Its has been well established that medical errors are a serious problem in modern health care. One study found that medical errors kill between 50k and 100k annually and another found that 2.9% of people who enter the hospital are actually harmed by the care they receive. The most recent issue of Health Affairs, however, has found that not only is there still much work to be done, but the scale of the problem may be even larger than previously anticipated. Some of the key findings from the press release include the following:
- Claussen et al. (2011) “…compared three methods for detecting adverse events in hospitalized patients, including the Institute’s own Global Trigger Tool. The study drew on comparable samples of patients from three leading hospitals that had undertaken quality and safety improvement efforts. Among the 795 patient records reviewed, voluntary reporting detected four events, the Agency for Healthcare Research and Quality (AHRQ) Indicators detected 35, and the Global Trigger Tool detected 354 events, ten times more than the AHRQ method. In other words, the AHRQ indicators and voluntary reporting missed more than 90 percent of adverse events identified by the Global Trigger Tool. If anything, the researchers say, their findings are conservative, because they rely on medical record review, which would not detect as many adverse events as direct, real-time observation would.
- Van Den Bos et al. (2011) estimate that “…the annual cost of measurable preventable medical errors that harm patients to be $17.1 billion…”

== TRY IT ==
From the text on medical errors, list every method for detecting adverse events that the Claussen et al. study compared, with the number of events each one detected.

== DATASET RECORDS ==
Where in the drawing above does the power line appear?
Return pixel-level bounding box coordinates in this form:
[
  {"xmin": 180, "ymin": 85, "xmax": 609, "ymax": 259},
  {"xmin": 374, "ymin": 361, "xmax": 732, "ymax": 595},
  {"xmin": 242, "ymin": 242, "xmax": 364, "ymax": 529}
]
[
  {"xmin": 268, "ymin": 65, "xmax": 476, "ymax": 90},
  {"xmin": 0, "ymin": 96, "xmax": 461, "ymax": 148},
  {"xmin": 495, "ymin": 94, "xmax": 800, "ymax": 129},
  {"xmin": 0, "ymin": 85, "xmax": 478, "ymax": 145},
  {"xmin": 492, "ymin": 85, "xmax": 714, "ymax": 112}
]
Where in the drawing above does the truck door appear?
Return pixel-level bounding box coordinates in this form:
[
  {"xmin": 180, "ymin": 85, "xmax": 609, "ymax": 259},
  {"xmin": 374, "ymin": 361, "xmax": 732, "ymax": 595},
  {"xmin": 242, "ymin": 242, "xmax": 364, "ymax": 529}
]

== EXERCISE RESPONSE ==
- Voluntary reporting: 4 events
- Agency for Healthcare Research and Quality (AHRQ) Indicators: 35 events
- Global Trigger Tool: 354 events